[begin Selected passage]

# Frame Identification



## TonysGoat (May 16, 2015)

Hi, 

I am looking to start a new project, its in pretty rough shape for a 67 GTO, but the guy has lot's of new sheet metal to help get me started. He said it comes with a frame that will fit it, but I am not 100% sure. Is there any way to tell what year / make / model this frame came out of ? The only numbers I could find on it were '121971', below is a link to some pics of the frame - Thoughts on what this came out of? 

Frame Pics

Thanks in advance, 

-Tony


----------



## GTOTIGR (May 3, 2020)

Hi TonysGoat,

Is the 67 GTO a convertible? The pictures appear to be a boxed frame, those were offered on convertibles. Not sure of the numbers in order to determine what type of car or year it’s from. It does look like a GM A body frame.

Many 67 GTO owners here that may be able to provide dimensions for you to compare to.


----------



## TonysGoat (May 16, 2015)

Hi, yes, it is a convertible. Measurements would be excellent, I don't want to buy the frame if it won't fit. The seller is pretty sure it will fit, but not 100% certain. Thanks for replying.


----------



## O52 (Jan 27, 2019)

Frame ID is on the side of the frame behind the drivers rear wheel arch
A partial VIN of the vehicle is on the top of the frame.

This is from my 68


----------



## PontiacJim (Dec 29, 2012)

As I recall from past posts, Buick & Olds convertibles are much the same but Chevelle has a longer rear frame section, but can be worked if you have the skills.

Here is a diagram with measurements. Convertible will have boxed side rails:


----------



## O52 (Jan 27, 2019)

[end Selected passage]

## Set of tasks:
[1] List each distinct username that appears in a post header of the forum thread on frame identification.
[2] Extend the forum thread on identifying a frame for a 1967 GTO convertible, picking up from its final line.

[begin Supplied records]

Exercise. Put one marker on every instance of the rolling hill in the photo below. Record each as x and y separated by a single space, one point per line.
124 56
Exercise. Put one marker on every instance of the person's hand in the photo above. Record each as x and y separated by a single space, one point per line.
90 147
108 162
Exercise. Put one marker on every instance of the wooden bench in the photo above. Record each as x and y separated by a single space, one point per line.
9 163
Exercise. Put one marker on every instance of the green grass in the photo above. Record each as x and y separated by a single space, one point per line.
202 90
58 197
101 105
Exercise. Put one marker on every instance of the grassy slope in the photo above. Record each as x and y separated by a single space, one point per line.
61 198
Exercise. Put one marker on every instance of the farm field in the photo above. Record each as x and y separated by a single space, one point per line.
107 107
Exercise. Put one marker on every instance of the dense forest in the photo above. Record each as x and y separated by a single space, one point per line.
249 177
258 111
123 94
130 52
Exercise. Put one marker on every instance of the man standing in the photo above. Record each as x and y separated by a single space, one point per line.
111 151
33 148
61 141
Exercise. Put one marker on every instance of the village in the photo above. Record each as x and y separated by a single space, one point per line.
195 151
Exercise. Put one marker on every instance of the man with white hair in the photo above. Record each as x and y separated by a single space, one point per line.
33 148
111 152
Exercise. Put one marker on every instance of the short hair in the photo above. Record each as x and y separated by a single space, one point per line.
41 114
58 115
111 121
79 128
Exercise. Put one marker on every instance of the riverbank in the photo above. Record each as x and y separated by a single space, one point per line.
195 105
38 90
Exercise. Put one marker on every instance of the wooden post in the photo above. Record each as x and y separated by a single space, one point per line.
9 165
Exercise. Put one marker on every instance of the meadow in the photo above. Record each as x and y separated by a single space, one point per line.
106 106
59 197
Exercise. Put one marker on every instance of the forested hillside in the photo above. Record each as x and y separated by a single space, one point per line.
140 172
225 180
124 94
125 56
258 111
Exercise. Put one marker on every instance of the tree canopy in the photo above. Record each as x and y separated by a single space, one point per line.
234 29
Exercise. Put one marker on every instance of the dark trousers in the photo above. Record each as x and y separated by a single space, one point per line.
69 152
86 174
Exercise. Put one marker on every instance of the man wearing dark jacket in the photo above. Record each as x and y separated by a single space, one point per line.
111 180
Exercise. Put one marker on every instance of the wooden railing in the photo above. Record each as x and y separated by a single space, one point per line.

[end Supplied records]

## Answers to the problems:
[1] TonysGoat, GTOTIGR, O52, PontiacJim

[2]
*1967 Tempest-LeMans-GTO Frames:
*For 1967, Pontiac used a standard GTO frame, pn 9786302. It was open channel. There were two (2) 1967 convertible frames that year. The manual transmission convertible frame was pn 9786304 and the automatic transmission convertible frame was pn 9788786. Both were boxed of course, the main difference was the transmission cross member. On the TH400 cars, the cross member is set six inches further back to support the longer transmission. Speaking of which, did you ever wonder why GM assigned two different part numbers for what is essentially the same convertible frame? The reason had to do with the transmission cross member and the way GM went about making one a four speed and the other an automatic. The side rails had all the holes drilled for manual and automatic gearboxes. On the convertible however, those holes are covered up when they're boxed. So GM welds on tabs inside the frame for the location of the cross member. Different location and cross member= new engineering number. The holes are there, just underneath the welded on box rail.

http://phscollectorcarworld.************/2019/12/1966-67-pontiac-tempest-frame-guide.html


----------



## O52 (Jan 27, 2019)

Depending on the state you live in, the DMV/State Police usually require a visual verification of a second VIN to register a car. This is found on the frame (the first pictures you gave). If it doesn't match, the car may be 'unregisterable'. 
If you purchase this car and frame, make sure the frame VIN is recorded on the receipt as well as the vehicle VIN. Could possibly save you grief later on.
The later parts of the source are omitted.